(Exercise): The answer must be an exact copy of every entry.

(Data for analysis):

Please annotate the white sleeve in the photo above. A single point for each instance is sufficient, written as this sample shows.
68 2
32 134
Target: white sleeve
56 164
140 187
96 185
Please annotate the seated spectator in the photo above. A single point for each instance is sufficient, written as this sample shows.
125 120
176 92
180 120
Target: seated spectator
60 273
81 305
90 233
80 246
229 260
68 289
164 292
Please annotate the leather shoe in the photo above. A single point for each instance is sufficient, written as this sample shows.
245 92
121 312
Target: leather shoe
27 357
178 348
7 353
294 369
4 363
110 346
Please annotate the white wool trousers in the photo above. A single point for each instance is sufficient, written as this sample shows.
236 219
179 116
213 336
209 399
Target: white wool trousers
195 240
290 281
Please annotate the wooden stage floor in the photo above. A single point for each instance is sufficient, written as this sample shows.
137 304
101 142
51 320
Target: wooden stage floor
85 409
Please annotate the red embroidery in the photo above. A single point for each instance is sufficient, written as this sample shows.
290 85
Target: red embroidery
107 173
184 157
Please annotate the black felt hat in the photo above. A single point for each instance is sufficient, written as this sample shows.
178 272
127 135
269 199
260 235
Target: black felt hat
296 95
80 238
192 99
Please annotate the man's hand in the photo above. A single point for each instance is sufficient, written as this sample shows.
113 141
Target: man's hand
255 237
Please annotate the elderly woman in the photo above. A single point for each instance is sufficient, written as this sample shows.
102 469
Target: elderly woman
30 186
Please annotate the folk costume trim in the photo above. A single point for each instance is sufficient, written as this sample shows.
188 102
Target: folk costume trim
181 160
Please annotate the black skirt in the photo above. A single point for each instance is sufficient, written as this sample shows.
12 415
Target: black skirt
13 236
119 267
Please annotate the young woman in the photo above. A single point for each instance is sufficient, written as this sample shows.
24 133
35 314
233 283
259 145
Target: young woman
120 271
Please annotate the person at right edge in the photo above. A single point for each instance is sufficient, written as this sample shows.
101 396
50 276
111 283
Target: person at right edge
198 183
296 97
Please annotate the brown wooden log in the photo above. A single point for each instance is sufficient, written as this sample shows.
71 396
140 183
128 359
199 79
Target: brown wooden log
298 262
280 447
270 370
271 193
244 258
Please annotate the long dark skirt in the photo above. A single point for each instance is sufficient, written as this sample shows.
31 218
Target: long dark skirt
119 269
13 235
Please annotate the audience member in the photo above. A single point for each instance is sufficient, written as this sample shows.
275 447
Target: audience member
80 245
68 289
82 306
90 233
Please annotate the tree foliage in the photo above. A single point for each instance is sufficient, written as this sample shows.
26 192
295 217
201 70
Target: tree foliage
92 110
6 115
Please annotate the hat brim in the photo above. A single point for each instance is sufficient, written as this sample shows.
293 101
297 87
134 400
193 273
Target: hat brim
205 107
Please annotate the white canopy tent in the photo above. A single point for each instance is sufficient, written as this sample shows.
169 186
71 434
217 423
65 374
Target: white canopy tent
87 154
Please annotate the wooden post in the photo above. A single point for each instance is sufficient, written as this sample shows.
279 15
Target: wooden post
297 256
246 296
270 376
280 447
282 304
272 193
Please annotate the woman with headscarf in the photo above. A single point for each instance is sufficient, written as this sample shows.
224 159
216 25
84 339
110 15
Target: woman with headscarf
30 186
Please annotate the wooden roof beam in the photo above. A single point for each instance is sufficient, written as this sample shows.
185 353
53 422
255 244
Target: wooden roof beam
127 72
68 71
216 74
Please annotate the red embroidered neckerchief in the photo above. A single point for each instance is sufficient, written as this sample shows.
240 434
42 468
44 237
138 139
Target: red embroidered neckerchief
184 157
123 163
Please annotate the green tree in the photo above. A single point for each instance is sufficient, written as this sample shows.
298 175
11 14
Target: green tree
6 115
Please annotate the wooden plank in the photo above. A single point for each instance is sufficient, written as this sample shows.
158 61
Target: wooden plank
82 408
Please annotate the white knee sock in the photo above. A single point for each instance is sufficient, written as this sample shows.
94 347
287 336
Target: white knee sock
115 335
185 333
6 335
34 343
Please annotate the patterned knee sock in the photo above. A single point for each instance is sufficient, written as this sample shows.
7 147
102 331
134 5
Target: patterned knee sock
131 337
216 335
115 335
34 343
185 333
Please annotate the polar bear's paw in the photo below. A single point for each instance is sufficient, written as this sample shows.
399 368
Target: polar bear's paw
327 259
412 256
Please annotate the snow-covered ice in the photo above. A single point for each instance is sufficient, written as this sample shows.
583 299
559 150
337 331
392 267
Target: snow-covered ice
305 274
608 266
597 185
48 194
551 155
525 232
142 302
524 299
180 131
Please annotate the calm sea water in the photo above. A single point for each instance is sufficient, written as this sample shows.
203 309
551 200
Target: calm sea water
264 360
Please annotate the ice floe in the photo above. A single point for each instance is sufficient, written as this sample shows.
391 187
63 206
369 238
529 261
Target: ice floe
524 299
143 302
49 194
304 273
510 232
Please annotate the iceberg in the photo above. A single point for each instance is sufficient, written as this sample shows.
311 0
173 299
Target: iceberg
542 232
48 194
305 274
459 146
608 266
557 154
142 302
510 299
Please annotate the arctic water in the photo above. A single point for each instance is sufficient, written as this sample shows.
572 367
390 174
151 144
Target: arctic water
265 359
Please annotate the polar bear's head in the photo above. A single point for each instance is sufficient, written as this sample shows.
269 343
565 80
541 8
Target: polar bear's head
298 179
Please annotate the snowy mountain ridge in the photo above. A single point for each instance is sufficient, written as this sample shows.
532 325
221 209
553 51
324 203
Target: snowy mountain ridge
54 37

(Your response):
Please annotate the white sleeve in the photo above. A single point for each instance is sufficient, written as this sample shows.
68 2
32 134
Target: white sleeve
56 164
140 187
96 185
Please annotate the seated spectator in the photo above. A single point for each instance is sufficient, written as this sample shows.
125 120
176 92
180 120
Target: seated spectator
60 273
81 305
90 233
80 246
229 260
68 289
164 292
Please annotate the leather shoe in the photo above. A single point for each instance is sufficient, written as this sample shows.
245 92
121 312
Target: leather shoe
27 357
178 348
7 353
294 369
4 363
110 346
Please annotate the white wool trousers in the photo above. A single point for each instance is sufficient, written as this sample shows.
236 219
179 116
213 336
209 399
Target: white wool trousers
195 240
290 281
Please annotate the wooden stage floor in the photo above. A single point for each instance is sufficient, written as this sample shows.
137 304
101 142
51 320
Target: wooden stage floor
85 409
Please annotate the red embroidery in the photo above. A single point for each instance is sufficient, written as this sample shows.
290 85
Target: red embroidery
107 173
184 157
Please annotate the black felt hat in the photo above. A single point for each instance is sufficient, written as this sample shows.
178 272
127 135
269 199
260 235
Target: black felt hat
296 95
80 238
192 99
Please annotate the man's hand in the photo above. A single point for each instance is sufficient, written as this sample shows.
113 141
Target: man's hand
255 237
Please annotate the elderly woman in the photo above. A single point for each instance is sufficient, written as this sample shows.
102 469
Target: elderly woman
30 186
Please annotate the folk costume trim in the photo above. A single point for each instance is sufficient, written as this sample shows.
188 102
Target: folk costume trim
181 160
Please annotate the black skirt in the photo above. A single point for each instance is sufficient, written as this sample shows.
12 415
Target: black skirt
13 236
119 267
Please annotate the young woman in the photo above. A single point for each instance is sufficient, written as this sample shows.
24 133
35 314
233 283
259 145
Target: young woman
120 271
Please annotate the person at right edge in the photo above. A single point for each instance is sufficient, written as this sample shows.
101 396
50 276
111 283
Target: person at right edge
198 183
296 97
Please annotate the brown wooden log in the photo above. A single point for each instance is sufficient, written as this sample shows.
71 396
140 183
128 359
199 79
Target: brown wooden log
298 262
280 447
270 370
271 193
244 258
Please annotate the long dark skirt in the photo above. A single point for each instance is sufficient, written as this sample shows.
31 218
Target: long dark skirt
119 269
13 235
Please annotate the audience member in the photo above. A single point for each instance is sufficient, written as this sample shows.
275 447
Target: audience member
80 245
68 289
82 306
90 233
Please annotate the tree foliage in the photo above. A single point for each instance is sufficient, written as this sample shows.
26 192
295 217
201 70
Target: tree foliage
92 110
6 115
Please annotate the hat brim in the photo above. A single point for each instance is sufficient, written as this sample shows.
293 101
297 87
134 400
193 273
Target: hat brim
205 107
Please annotate the white canopy tent in the photo above. A single point for each instance is sufficient, written as this sample shows.
169 186
71 434
217 423
65 374
Target: white canopy tent
87 154
Please annotate the wooden post in the photo above. A single point for each instance is sufficient, written as this sample shows.
279 15
Target: wooden post
297 256
246 296
270 376
280 447
282 304
272 193
Please annotate the woman with headscarf in the photo above. A single point for each instance is sufficient, written as this sample shows.
224 159
216 25
84 339
110 15
Target: woman with headscarf
30 186
Please annotate the wooden roof beam in the photo above. A single point for each instance is sufficient, written as this sample shows.
185 353
53 422
255 244
Target: wooden roof beam
127 72
68 71
216 74
Please annotate the red embroidered neckerchief in the photo above. A single point for each instance is sufficient, written as this sample shows.
240 434
42 468
44 237
138 139
Target: red embroidered neckerchief
184 157
123 163
Please annotate the green tree in the photo above. A single point for each instance is sufficient, written as this sample shows.
298 175
11 14
Target: green tree
6 115
Please annotate the wooden plank in the photo above. A single point for each instance is sufficient, written as this sample shows.
158 61
Target: wooden plank
82 408
Please annotate the white knee sock in the photo above. A single point for each instance is sufficient, written as this sample shows.
94 347
287 336
Target: white knee sock
115 335
185 333
6 335
34 343
Please annotate the patterned knee sock in the photo above. A single point for each instance is sufficient, written as this sample shows.
7 147
102 331
134 5
Target: patterned knee sock
131 337
216 335
115 335
34 343
185 333
Please annotate the polar bear's paw in the photo below. A single point for each instance is sufficient, written as this sample shows.
399 368
Target: polar bear's paw
327 259
412 256
Please annotate the snow-covered ice in the photo above. A single point for each instance is sufficient, written as this sample shows.
583 299
559 150
337 331
392 267
Target: snow-covered ice
305 274
608 266
597 185
48 194
551 155
525 232
142 302
524 299
180 131
Please annotate the calm sea water in the photo above. A single point for each instance is sufficient, written as this sample shows.
203 309
551 200
Target: calm sea water
264 360
Please annotate the ice floe in the photo above. A single point for each instance is sufficient, written as this sample shows.
391 187
63 206
369 238
529 261
Target: ice floe
524 299
143 302
49 194
304 273
510 232
Please annotate the iceberg in the photo above. A single point for each instance is sufficient, written as this sample shows.
311 0
173 299
Target: iceberg
542 232
48 194
305 274
459 146
608 266
557 154
142 302
510 299
Please annotate the arctic water in the photo above. A single point for each instance is sufficient, written as this sample shows.
572 367
390 174
151 144
Target: arctic water
265 359
Please annotate the polar bear's head in the photo above. A single point for each instance is sufficient, written as this sample shows.
269 343
565 80
541 8
Target: polar bear's head
298 179
Please annotate the snowy mountain ridge in the photo above. A single point for each instance is sufficient, written as this sample shows.
532 325
221 209
553 51
324 203
Target: snowy mountain ridge
54 37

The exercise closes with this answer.